CHALLENGE 1: Copy out the rows starting with the line that contains "vest for our possession-tracking pipeline." and going on through the line that contains "[94,116,111,139]", both lines included.

PASSAGE TO READ:
※ ※ ※

History is all around us in the form of designated historic landmarks. In this volume, landmarks designated by Denver Landmarks Preservation Commission and approved by city council bear the designation DL
for Denver Landmark or DLD
for Denver Landmark District. Look for round bronze plaques on landmarked buildings. Sites placed in the National Register of Historic Places, administered by the National Park Service, bear the designation NR
for National Register or NRD
for National Register District.
Architects mentioned are Coloradans unless otherwise noted. Personal names are given fully the first time they are mentioned and shortened to first name or initials and last name in later instances.
Geography can be controversial—place names carry meaning. With gentrification having become a political issue, it is important to respect residents who feel that their communities are threatened by development pressures coming from outside. Many neighborhoods have unofficial names, and some residents prefer them to official ones. In this volume, for the sake of clarity, site locations are described based on Denver’s established map of statistical neighborhoods
(available at denvergov.org), with some exceptions, such as Lower Downtown
for sites below Larimer Street, Uptown
for what the city map refers to as North Capitol Hill and others.
Sites designated exterior only
are closed to the public. Please respect the privacy of those who live or work in them. Watch, however, for the Denver Architecture Foundation’s annual Doors Open Denver weekend (September), when some may be opened to the public (check denverarchitecture.org).
Introduction
DENVER AND ITS HISTORY
REAL HISTORY
People from the eastern United States might scoff at the notion that a city founded just before the Civil War has enough history, and historical sites, to fill a book. Denver has no Puritan churches, slave plantations or battlefields to visit, no George Washington slept here
plaques. Yet a rich history need not span four hundred years, and even assuming that Denver’s story began with its establishment by white men (ignoring Cheyenne, Arapaho and Ute people who were here long before, as well as other groups that accompanied the whites), Denver’s history can fascinate. It bursts with stories of fortune seekers trekking across the Great Plains, captains of industry no less commanding than John D. Rockefeller or Andrew Carnegie, resilient nonwhite pioneers and culture builders and politically minded women who fought so their gender could vote long before their sisters elsewhere could. Denver’s history is filled with scoundrels, charlatans and crooks as much as it is with visionaries, saints and progressive city builders.
Denverites have long believed that their story deserved to be told. The Colorado State Historical Society (today’s History Colorado) was founded in 1879, three years after statehood and just twenty-one after Denver’s birth. Frank Hall published a multivolume History of the State of Colorado in 1891. Jerome Smiley followed in 1901 with a 978-page History of Denver, with Outlines of the Earlier History of the Rocky Mountain Country, published by the Denver Times. Another paper, the Denver Post, to commemorate the Pikes Peak Gold Rush centennial, published a 384-page historical supplement in 1959, This Is Colorado. Carolyn Bancroft, descendant of pioneer doctor Frederick J. Bancroft, wrote several short books in the 1950s and 1960s, not always historically accurate but entertaining, and Louisa Ward Arps’s Denver in Slices (1959) opened up Denver’s fascinating past to many. Dana Crawford repurposed Larimer Street’s 1400 block in 1965 as Larimer Square, showing residents that Denver’s past was worth exploring and saving. Denver Landmarks Preservation Commission formed in 1967, and in 1970, concerned citizens established Historic Denver Inc. to safeguard the past. In years since, scores of landmarked buildings and historic districts have contributed to Denverites’ pride in its history. The late twentieth and early twenty-first centuries saw the flowering of two prolific historians’ careers. Dr. Thomas J. Noel (Dr. Colorado
) and Dr. Phil Goodstein have contributed greatly to Denver’s historiography, and scores of other local historians, professional and amateur, have built on their work. Denver’s story is indeed rich, well documented and worthy.

※ ※ ※

CHALLENGE 2: Condense the paragraph of the Denver landmarks passage that begins "Geography can be controversial" into a shorter version that keeps its main facts.

※ ※ ※

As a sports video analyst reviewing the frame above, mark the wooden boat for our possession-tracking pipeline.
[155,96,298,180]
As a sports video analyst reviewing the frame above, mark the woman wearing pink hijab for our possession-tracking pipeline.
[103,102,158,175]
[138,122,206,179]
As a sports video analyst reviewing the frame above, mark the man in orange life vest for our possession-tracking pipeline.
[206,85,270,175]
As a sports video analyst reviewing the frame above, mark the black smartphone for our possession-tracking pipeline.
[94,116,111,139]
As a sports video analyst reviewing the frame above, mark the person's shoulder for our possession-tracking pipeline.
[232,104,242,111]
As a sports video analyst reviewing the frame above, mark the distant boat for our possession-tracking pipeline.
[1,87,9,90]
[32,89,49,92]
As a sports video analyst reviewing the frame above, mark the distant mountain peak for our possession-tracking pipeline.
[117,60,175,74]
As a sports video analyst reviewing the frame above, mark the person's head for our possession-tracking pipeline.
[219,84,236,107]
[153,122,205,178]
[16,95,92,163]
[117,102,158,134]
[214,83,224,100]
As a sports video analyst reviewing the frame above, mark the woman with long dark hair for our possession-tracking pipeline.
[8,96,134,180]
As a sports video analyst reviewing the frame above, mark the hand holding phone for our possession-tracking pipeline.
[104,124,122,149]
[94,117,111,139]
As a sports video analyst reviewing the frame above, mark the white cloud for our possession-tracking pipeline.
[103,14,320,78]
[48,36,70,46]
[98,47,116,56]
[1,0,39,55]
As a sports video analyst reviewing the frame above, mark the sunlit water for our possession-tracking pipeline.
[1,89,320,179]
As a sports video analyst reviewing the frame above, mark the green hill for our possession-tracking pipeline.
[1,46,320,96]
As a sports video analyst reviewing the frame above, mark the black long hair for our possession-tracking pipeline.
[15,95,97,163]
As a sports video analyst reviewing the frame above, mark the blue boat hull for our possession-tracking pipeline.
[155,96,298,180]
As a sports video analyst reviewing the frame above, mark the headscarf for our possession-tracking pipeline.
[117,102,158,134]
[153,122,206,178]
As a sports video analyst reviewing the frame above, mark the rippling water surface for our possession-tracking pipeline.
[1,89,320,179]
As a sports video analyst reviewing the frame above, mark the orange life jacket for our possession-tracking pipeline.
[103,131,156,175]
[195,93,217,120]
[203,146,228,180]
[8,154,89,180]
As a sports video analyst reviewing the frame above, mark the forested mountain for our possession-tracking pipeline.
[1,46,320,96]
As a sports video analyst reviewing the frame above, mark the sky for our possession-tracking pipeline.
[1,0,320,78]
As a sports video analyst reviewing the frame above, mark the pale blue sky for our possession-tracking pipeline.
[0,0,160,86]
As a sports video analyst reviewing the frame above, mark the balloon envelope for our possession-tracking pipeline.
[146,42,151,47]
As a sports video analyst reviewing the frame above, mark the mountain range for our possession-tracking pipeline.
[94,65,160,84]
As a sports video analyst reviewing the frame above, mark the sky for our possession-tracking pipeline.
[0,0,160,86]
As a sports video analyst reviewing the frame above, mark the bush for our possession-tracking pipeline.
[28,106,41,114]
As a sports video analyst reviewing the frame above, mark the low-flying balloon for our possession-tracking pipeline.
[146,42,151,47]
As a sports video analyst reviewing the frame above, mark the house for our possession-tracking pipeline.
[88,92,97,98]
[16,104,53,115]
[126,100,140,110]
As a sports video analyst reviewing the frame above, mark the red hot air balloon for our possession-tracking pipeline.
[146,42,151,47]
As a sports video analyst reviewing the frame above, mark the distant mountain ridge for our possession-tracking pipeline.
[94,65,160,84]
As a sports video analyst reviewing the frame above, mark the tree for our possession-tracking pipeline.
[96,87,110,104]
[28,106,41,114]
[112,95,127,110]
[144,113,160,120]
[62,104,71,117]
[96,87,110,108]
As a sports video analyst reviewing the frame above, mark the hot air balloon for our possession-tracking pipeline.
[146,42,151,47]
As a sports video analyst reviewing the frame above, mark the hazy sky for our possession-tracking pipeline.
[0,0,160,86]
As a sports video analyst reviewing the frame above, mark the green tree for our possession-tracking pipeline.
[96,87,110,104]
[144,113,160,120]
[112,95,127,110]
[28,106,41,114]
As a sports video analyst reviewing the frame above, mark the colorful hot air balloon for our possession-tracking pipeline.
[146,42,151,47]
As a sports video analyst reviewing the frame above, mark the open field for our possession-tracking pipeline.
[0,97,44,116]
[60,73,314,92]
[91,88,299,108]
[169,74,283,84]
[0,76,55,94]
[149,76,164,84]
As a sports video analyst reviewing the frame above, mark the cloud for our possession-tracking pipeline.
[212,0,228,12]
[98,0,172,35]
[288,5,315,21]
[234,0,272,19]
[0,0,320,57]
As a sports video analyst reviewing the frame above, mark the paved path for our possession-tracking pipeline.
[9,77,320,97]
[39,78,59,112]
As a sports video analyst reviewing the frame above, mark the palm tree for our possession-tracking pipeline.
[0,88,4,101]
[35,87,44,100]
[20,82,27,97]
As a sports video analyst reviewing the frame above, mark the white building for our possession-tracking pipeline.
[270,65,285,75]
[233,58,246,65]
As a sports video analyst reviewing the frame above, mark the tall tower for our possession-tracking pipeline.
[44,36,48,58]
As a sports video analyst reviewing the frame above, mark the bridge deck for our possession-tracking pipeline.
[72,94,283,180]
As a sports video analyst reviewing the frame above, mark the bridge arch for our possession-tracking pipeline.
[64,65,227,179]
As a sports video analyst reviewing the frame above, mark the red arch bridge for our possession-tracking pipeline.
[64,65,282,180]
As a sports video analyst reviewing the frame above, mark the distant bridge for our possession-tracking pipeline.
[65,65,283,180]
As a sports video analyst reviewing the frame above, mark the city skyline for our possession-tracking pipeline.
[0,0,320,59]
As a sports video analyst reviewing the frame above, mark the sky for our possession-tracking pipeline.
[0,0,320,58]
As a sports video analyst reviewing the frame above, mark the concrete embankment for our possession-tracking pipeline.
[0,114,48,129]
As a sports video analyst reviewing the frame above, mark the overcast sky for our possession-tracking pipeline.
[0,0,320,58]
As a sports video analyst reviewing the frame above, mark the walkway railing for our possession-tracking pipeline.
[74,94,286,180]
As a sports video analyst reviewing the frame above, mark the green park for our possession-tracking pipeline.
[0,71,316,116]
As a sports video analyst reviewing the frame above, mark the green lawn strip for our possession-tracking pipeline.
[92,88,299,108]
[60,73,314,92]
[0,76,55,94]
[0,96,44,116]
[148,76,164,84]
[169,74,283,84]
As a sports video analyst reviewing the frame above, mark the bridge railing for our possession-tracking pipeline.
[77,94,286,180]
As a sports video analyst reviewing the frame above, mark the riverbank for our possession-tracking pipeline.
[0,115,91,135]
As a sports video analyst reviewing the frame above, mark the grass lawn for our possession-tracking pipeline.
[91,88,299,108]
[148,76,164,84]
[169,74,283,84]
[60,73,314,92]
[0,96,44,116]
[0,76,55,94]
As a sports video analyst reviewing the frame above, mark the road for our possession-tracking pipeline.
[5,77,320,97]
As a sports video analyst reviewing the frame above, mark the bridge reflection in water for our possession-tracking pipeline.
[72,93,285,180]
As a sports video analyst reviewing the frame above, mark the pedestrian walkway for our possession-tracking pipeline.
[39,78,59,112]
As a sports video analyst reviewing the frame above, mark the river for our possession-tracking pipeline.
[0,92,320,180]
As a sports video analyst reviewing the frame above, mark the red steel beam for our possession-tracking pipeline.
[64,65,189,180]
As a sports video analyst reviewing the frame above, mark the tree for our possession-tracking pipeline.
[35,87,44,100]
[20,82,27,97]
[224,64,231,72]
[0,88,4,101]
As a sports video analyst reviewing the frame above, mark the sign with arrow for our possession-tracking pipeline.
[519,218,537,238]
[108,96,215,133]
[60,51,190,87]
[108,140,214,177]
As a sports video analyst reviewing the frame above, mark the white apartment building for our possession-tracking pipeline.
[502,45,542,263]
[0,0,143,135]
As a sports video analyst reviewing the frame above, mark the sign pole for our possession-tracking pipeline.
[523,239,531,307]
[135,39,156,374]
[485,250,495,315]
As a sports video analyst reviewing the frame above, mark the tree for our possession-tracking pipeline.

※ ※ ※

EXERCISE OUTPUT 1:
As a sports video analyst reviewing the frame above, mark the man in orange life vest for our possession-tracking pipeline.
[206,85,270,175]
As a sports video analyst reviewing the frame above, mark the black smartphone for our possession-tracking pipeline.
[94,116,111,139]

EXERCISE OUTPUT 2: Place names carry meaning, and with gentrification now a political issue, residents who feel outside development pressures threaten their communities deserve respect. Many neighborhoods have unofficial names that some residents prefer. For clarity, this volume locates sites by Denver's statistical neighborhoods map (denvergov.org). Exceptions include Lower Downtown for sites below Larimer Street and Uptown for what the city map calls North Capitol Hill.